Begin at the line that has "If you could pin the sky" and stop after the last of the records. Swap "rifle" for "firearm" and repeat those lines with nothing else altered.

Location annotation dataset excerpts:
— START —

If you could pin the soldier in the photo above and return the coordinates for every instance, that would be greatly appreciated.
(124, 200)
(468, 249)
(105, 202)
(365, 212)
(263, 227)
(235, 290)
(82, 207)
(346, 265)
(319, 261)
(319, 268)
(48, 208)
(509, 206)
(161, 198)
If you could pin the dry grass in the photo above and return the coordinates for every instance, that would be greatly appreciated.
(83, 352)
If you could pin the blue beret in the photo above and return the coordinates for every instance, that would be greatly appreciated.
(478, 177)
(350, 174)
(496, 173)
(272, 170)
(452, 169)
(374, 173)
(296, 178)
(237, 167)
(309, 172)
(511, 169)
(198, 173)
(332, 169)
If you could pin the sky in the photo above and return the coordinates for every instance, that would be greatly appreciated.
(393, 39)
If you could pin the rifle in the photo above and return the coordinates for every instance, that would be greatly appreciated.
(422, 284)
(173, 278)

— END —

### Final result
If you could pin the sky in the photo above and return the coordinates for every instance, that would be greatly appreciated.
(393, 39)
If you could pin the firearm in the photo above and return the coordinates for every instance, that would be greatly appreciated.
(422, 284)
(173, 278)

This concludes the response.